■ Exercise aim:
Each record that follows should be reproduced in full, character for character.

[Stored data entries]

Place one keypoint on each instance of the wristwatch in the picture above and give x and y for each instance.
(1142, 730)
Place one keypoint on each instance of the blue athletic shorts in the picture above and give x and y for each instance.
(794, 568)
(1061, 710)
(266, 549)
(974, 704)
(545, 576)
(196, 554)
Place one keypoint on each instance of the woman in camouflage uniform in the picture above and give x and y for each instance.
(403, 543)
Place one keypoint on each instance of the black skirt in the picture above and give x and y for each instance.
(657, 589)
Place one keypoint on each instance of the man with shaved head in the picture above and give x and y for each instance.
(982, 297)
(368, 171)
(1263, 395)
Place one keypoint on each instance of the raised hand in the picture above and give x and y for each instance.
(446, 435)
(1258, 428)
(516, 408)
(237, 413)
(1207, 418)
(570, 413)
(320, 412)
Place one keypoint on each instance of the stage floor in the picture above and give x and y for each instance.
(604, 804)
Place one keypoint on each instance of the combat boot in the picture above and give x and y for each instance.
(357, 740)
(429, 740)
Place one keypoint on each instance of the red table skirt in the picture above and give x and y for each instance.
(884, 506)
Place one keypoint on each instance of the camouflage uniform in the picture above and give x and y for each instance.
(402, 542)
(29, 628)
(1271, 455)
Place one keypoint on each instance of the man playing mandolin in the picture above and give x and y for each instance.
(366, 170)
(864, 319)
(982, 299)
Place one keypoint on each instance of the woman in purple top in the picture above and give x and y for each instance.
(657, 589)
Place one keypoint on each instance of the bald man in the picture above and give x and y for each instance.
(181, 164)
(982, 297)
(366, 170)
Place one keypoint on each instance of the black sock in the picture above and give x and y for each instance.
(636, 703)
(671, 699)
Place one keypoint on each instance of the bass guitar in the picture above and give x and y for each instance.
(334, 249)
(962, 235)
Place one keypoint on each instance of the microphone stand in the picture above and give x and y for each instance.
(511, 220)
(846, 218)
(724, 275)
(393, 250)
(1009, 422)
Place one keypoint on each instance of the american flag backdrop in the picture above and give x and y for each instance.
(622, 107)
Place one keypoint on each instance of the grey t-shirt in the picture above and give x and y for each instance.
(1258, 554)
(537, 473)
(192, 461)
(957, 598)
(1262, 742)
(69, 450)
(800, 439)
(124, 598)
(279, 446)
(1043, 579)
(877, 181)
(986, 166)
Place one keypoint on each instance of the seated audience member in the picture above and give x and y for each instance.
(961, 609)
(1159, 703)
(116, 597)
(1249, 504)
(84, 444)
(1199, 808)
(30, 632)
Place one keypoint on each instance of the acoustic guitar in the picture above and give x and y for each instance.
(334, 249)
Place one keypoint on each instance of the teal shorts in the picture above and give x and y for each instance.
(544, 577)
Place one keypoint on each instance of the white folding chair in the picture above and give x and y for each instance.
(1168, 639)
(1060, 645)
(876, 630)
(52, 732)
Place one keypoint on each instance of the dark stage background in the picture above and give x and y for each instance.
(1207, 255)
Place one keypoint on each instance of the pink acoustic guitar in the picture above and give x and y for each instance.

■ Result of the exercise:
Place one keypoint on each instance of the wristwatch in the picture above and give x and y for each instance.
(1142, 730)
Place one keypoint on each instance of the blue athletic shorts in the picture above and give x and y for each instance.
(794, 568)
(1061, 710)
(266, 549)
(974, 704)
(545, 576)
(196, 554)
Place one keypoint on each instance of the woman in camouflage uniform in the picture above and give x and y for each instance.
(403, 543)
Place one keypoint on each instance of the black skirt in the picture above and give x and y for each instance.
(657, 589)
Place one keypoint on each instance of the man with shaved head in the picture above and give x and y for each instance.
(982, 297)
(368, 171)
(1263, 395)
Place one keypoint on each instance of the raised hand in the picture above and give x and y for each instance.
(446, 435)
(1258, 428)
(516, 408)
(237, 413)
(1207, 418)
(570, 413)
(320, 412)
Place one keypoint on each instance of the stage floor in the picture above and give x and y for each instance.
(604, 804)
Place one keypoint on each instance of the combat boot in the picture above and give x and y for each instance.
(357, 740)
(429, 740)
Place one keypoint on each instance of the red table skirt in the picture above and give x and y for each instance.
(884, 506)
Place one keypoint on each instance of the camouflage uniform in the picture above and give x and y for each instance.
(402, 542)
(29, 628)
(1271, 455)
Place one keypoint on each instance of the man playing mandolin in the picture above and give x and y for each instance.
(366, 170)
(864, 319)
(982, 299)
Place one keypoint on each instance of the woman in purple top in the picture above and give x and y for each instance.
(657, 589)
Place one keypoint on each instance of the bald man in the picture above and give x and y for each instance.
(181, 164)
(982, 297)
(366, 170)
Place one keypoint on each instance of the black sock in the picture above and give x and y for each instance.
(636, 703)
(671, 699)
Place one keypoint on each instance of the bass guitar in the picture above and give x and y for each instance.
(334, 249)
(962, 235)
Place one keypoint on each instance of the microphone stand in the picture above and give x and y for each instance.
(511, 220)
(846, 218)
(724, 275)
(393, 250)
(1009, 422)
Place one keypoint on each instance of the american flag backdrop in the picture above and give x and y for each instance.
(622, 107)
Place one keypoint on each instance of the grey t-shirt in the picture above and give x and y for each instance.
(1258, 554)
(537, 473)
(192, 461)
(957, 598)
(1262, 742)
(69, 450)
(800, 439)
(124, 598)
(279, 446)
(1043, 579)
(877, 181)
(986, 166)
Place one keypoint on each instance of the seated audience member in the picture above and give x and y for each instance.
(961, 609)
(1159, 703)
(116, 597)
(1249, 504)
(84, 444)
(1199, 808)
(30, 632)
Place one keypoint on each instance of the acoustic guitar in the picture above and give x and y for each instance.
(334, 249)
Place one keypoint on each instance of the teal shorts in the picture above and give x and y for each instance.
(544, 577)
Place one keypoint on each instance of the white folding chair in the picture above and give x and y for each instance.
(1168, 639)
(1060, 645)
(876, 630)
(52, 732)
Place one keypoint on each instance of the dark stage background in the picture above and give x and y for each instance.
(1207, 255)
Place one keypoint on each instance of the pink acoustic guitar in the picture above and give x and y for each instance.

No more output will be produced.